[Records held in a dataset]
::::::
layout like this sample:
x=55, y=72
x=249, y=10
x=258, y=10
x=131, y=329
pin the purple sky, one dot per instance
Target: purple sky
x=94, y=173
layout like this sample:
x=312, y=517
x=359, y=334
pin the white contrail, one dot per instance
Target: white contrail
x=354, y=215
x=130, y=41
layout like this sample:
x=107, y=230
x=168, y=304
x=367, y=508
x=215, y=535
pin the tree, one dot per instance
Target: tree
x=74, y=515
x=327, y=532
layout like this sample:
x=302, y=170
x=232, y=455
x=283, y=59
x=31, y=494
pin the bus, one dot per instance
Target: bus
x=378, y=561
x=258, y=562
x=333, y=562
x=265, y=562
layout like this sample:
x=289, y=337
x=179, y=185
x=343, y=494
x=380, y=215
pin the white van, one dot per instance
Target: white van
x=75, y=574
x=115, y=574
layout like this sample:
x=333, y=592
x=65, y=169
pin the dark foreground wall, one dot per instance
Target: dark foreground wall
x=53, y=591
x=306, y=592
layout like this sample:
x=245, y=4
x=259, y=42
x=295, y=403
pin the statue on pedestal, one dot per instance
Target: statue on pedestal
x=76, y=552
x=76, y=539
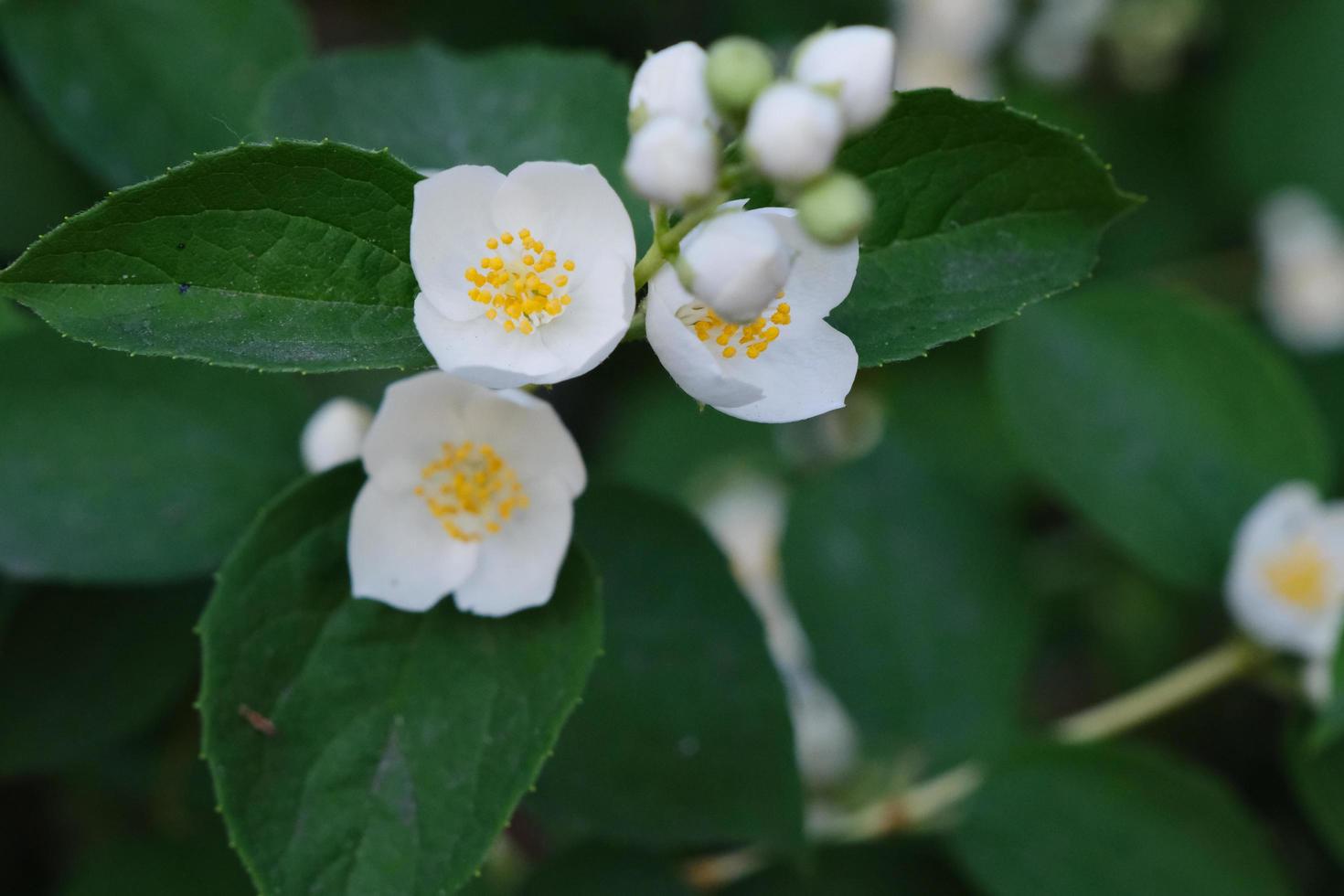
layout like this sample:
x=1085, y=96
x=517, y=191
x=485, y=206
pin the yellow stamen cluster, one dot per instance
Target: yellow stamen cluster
x=517, y=285
x=471, y=491
x=752, y=338
x=1298, y=575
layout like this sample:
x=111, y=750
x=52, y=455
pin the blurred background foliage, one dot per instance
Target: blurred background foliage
x=991, y=536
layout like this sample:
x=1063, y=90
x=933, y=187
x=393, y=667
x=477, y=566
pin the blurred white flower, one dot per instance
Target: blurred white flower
x=738, y=265
x=860, y=60
x=788, y=364
x=334, y=434
x=1303, y=289
x=1285, y=584
x=672, y=162
x=794, y=132
x=526, y=278
x=671, y=82
x=469, y=492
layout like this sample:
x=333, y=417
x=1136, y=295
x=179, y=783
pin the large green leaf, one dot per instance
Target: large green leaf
x=122, y=469
x=1104, y=821
x=980, y=211
x=437, y=109
x=80, y=670
x=286, y=257
x=1158, y=418
x=683, y=736
x=400, y=741
x=909, y=590
x=132, y=86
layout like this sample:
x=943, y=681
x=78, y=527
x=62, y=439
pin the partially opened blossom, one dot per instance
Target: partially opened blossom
x=786, y=364
x=525, y=278
x=469, y=492
x=1285, y=586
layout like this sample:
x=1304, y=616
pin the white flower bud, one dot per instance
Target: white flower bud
x=672, y=162
x=860, y=60
x=671, y=82
x=334, y=434
x=794, y=132
x=738, y=265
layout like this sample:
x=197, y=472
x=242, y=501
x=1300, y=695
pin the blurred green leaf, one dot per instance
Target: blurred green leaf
x=683, y=736
x=400, y=741
x=980, y=211
x=437, y=109
x=1160, y=420
x=80, y=670
x=132, y=86
x=1110, y=821
x=122, y=469
x=909, y=590
x=288, y=257
x=37, y=186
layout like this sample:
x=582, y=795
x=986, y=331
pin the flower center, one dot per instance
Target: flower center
x=471, y=491
x=1298, y=575
x=752, y=338
x=517, y=283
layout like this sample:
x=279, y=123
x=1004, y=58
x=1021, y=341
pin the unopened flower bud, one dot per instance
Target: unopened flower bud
x=738, y=265
x=671, y=82
x=672, y=162
x=860, y=60
x=737, y=70
x=835, y=208
x=794, y=132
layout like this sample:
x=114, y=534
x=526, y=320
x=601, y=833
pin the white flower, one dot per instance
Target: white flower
x=525, y=278
x=788, y=364
x=738, y=265
x=860, y=60
x=671, y=82
x=1285, y=584
x=334, y=434
x=469, y=492
x=672, y=162
x=794, y=132
x=1303, y=292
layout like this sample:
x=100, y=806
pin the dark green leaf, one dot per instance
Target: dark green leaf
x=910, y=594
x=122, y=469
x=80, y=670
x=400, y=741
x=980, y=211
x=683, y=736
x=288, y=257
x=134, y=86
x=1158, y=418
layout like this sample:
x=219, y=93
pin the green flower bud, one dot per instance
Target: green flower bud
x=738, y=69
x=835, y=208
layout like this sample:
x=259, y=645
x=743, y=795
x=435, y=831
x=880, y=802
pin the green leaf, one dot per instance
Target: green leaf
x=400, y=741
x=980, y=211
x=80, y=670
x=123, y=469
x=1109, y=821
x=133, y=88
x=663, y=752
x=1157, y=418
x=437, y=109
x=288, y=257
x=909, y=592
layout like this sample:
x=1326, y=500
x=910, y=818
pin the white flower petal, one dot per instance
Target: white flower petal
x=571, y=208
x=480, y=351
x=697, y=369
x=449, y=226
x=808, y=371
x=400, y=554
x=519, y=564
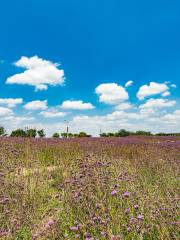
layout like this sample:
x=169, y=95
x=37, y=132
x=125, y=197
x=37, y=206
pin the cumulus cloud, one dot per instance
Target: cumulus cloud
x=11, y=102
x=111, y=93
x=76, y=105
x=172, y=117
x=152, y=89
x=158, y=103
x=173, y=85
x=124, y=106
x=129, y=83
x=39, y=73
x=165, y=94
x=36, y=105
x=52, y=114
x=5, y=112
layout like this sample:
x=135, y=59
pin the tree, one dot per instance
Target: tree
x=123, y=133
x=64, y=135
x=18, y=133
x=143, y=133
x=2, y=131
x=31, y=132
x=41, y=133
x=83, y=134
x=56, y=135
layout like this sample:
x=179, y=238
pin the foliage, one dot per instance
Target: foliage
x=2, y=131
x=31, y=132
x=41, y=133
x=56, y=135
x=18, y=133
x=89, y=188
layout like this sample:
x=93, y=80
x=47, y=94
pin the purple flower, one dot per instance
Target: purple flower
x=74, y=229
x=126, y=194
x=140, y=217
x=114, y=192
x=127, y=210
x=136, y=206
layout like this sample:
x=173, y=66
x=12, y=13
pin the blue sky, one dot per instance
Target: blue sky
x=86, y=51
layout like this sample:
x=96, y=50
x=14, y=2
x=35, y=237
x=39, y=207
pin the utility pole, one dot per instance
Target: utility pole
x=67, y=128
x=100, y=132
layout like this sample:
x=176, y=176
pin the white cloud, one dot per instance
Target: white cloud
x=165, y=94
x=5, y=112
x=124, y=106
x=173, y=118
x=173, y=85
x=36, y=105
x=76, y=105
x=111, y=93
x=153, y=89
x=11, y=102
x=52, y=114
x=129, y=83
x=39, y=73
x=158, y=103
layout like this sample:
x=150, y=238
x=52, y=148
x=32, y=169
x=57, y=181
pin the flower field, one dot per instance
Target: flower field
x=89, y=188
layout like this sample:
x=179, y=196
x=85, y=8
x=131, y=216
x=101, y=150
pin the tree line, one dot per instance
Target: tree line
x=32, y=132
x=125, y=133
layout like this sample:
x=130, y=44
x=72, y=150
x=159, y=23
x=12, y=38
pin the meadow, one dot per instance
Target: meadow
x=89, y=188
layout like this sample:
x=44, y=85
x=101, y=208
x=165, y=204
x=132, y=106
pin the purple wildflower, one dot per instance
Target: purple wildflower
::::::
Echo every line of the listing above verbatim, leaving out the pictures.

layout like this sample:
x=55, y=72
x=249, y=10
x=258, y=10
x=131, y=329
pin the purple sky, one dot per instance
Target: purple sky
x=94, y=173
layout like this sample:
x=312, y=517
x=359, y=334
pin the white contrail, one dot per instance
Target: white contrail
x=354, y=215
x=130, y=41
layout like this sample:
x=107, y=230
x=168, y=304
x=367, y=508
x=215, y=535
pin the tree, one dot per instance
Target: tree
x=74, y=515
x=327, y=532
layout like this sample:
x=302, y=170
x=232, y=455
x=283, y=59
x=31, y=494
pin the bus, one dot per instance
Target: bus
x=378, y=561
x=258, y=562
x=333, y=562
x=265, y=562
layout like this sample:
x=289, y=337
x=179, y=185
x=343, y=494
x=380, y=215
pin the white van, one dot per instance
Target: white van
x=75, y=574
x=115, y=574
layout like this sample:
x=333, y=592
x=65, y=169
pin the dark foreground wall, one dot per instance
Target: dark foreground wall
x=53, y=591
x=306, y=592
layout like this sample:
x=245, y=4
x=259, y=42
x=295, y=403
pin the statue on pedestal, one dot per instance
Target: statue on pedestal
x=76, y=552
x=76, y=539
layout like this sample:
x=1085, y=96
x=517, y=191
x=485, y=206
pin the yellow stamen cluster, one dot per instance
Target: yellow stamen cluster
x=517, y=285
x=471, y=491
x=752, y=338
x=1298, y=575
layout like this sample:
x=111, y=750
x=52, y=455
pin the blurred background foliage, one dot per instance
Target: blurred background foliage
x=991, y=536
layout like this sample:
x=1063, y=90
x=933, y=187
x=393, y=667
x=477, y=566
pin the blurred white flower, one dot per instance
Target: blurred white flower
x=738, y=265
x=860, y=60
x=788, y=364
x=334, y=434
x=1303, y=289
x=1285, y=584
x=672, y=162
x=794, y=132
x=526, y=278
x=671, y=82
x=469, y=492
layout like this sample:
x=333, y=417
x=1136, y=295
x=179, y=783
pin the large green leaf, one dot per instance
Target: large green leaf
x=122, y=469
x=1104, y=821
x=980, y=211
x=437, y=109
x=80, y=670
x=286, y=257
x=1158, y=418
x=683, y=736
x=400, y=741
x=909, y=590
x=132, y=86
layout like this sample:
x=943, y=681
x=78, y=527
x=62, y=439
pin the partially opened blossom, one dot per instance
Target: partially opened blossom
x=786, y=364
x=525, y=278
x=469, y=492
x=1285, y=586
layout like this sample:
x=1304, y=616
pin the white flower bud, one dot per instance
Target: white flower bud
x=672, y=162
x=860, y=60
x=671, y=82
x=334, y=434
x=794, y=132
x=738, y=265
layout like this sample:
x=197, y=472
x=242, y=501
x=1300, y=695
pin the blurred green leaf, one dot per instance
Target: blurred green leaf
x=683, y=736
x=400, y=741
x=980, y=211
x=437, y=109
x=1160, y=420
x=80, y=670
x=132, y=86
x=1110, y=821
x=122, y=469
x=909, y=590
x=288, y=257
x=37, y=186
layout like this sample:
x=582, y=795
x=986, y=331
pin the flower center, one dot per instance
Target: flower center
x=471, y=491
x=1298, y=575
x=752, y=338
x=517, y=283
layout like this sample:
x=279, y=123
x=1004, y=58
x=1021, y=341
pin the unopened flower bud, one dot per instance
Target: unopened flower bud
x=738, y=265
x=671, y=82
x=672, y=162
x=860, y=60
x=737, y=70
x=835, y=208
x=794, y=132
layout like this sample:
x=114, y=534
x=526, y=320
x=601, y=833
pin the white flower, one dot per instance
Target: white flower
x=525, y=278
x=788, y=364
x=738, y=265
x=860, y=60
x=671, y=82
x=1285, y=584
x=334, y=434
x=469, y=492
x=672, y=162
x=794, y=132
x=1303, y=292
layout like this sample:
x=100, y=806
pin the dark green leaf, one dot per instance
Target: dark green leaf
x=910, y=594
x=122, y=469
x=80, y=670
x=400, y=741
x=980, y=211
x=683, y=736
x=288, y=257
x=134, y=86
x=1158, y=418
layout like this sample:
x=219, y=93
pin the green flower bud, one dot per instance
Target: green flower bud
x=738, y=69
x=835, y=208
layout like this sample:
x=259, y=645
x=743, y=795
x=435, y=831
x=880, y=802
pin the green leaf, one dot per instance
Target: green leaf
x=400, y=741
x=980, y=211
x=80, y=670
x=123, y=469
x=1109, y=821
x=133, y=88
x=663, y=752
x=1157, y=418
x=437, y=109
x=288, y=257
x=909, y=592
layout like this sample:
x=1326, y=500
x=910, y=818
pin the white flower petal, one dot per instance
Target: white flower petal
x=571, y=208
x=480, y=351
x=697, y=369
x=449, y=226
x=808, y=371
x=400, y=554
x=519, y=564
layout like this sample:
x=169, y=95
x=37, y=132
x=125, y=197
x=37, y=206
pin the cumulus cloud, one dot per instance
Target: cumulus cloud
x=11, y=102
x=111, y=93
x=76, y=105
x=172, y=117
x=152, y=89
x=158, y=103
x=173, y=85
x=124, y=106
x=129, y=83
x=39, y=73
x=165, y=94
x=36, y=105
x=52, y=114
x=5, y=112
layout like this sample:
x=135, y=59
pin the tree, one dot per instance
Target: tree
x=123, y=133
x=64, y=135
x=18, y=133
x=143, y=133
x=2, y=131
x=31, y=132
x=41, y=133
x=83, y=134
x=56, y=135
layout like this sample:
x=179, y=238
pin the foliage, one dot per instance
Target: foliage
x=2, y=131
x=31, y=132
x=41, y=133
x=56, y=135
x=18, y=133
x=89, y=188
layout like this sample:
x=93, y=80
x=47, y=94
pin the purple flower, one dot per instance
Target: purple flower
x=74, y=229
x=126, y=194
x=140, y=217
x=114, y=192
x=127, y=210
x=136, y=206
layout like this sample:
x=173, y=66
x=12, y=13
pin the blue sky, one dot per instance
Target: blue sky
x=86, y=51
layout like this sample:
x=96, y=50
x=14, y=2
x=35, y=237
x=39, y=207
pin the utility pole, one dot per instance
Target: utility pole
x=67, y=128
x=100, y=132
layout like this sample:
x=176, y=176
pin the white cloud, one dot per instance
Target: white cloud
x=165, y=94
x=5, y=112
x=124, y=106
x=173, y=118
x=173, y=85
x=36, y=105
x=76, y=105
x=111, y=93
x=153, y=89
x=11, y=102
x=52, y=114
x=129, y=83
x=39, y=73
x=158, y=103
layout like this sample:
x=150, y=238
x=52, y=148
x=32, y=169
x=57, y=181
pin the flower field, one dot per instance
Target: flower field
x=89, y=188
layout like this sample:
x=179, y=196
x=85, y=8
x=131, y=216
x=101, y=150
pin the tree line, one dot per instance
Target: tree line
x=32, y=132
x=125, y=133
layout like this sample:
x=130, y=44
x=72, y=150
x=159, y=23
x=12, y=38
pin the meadow, one dot per instance
Target: meadow
x=89, y=188
layout like this sample:
x=44, y=85
x=101, y=208
x=165, y=204
x=132, y=106
pin the purple wildflower, one dot per instance
Target: purple wildflower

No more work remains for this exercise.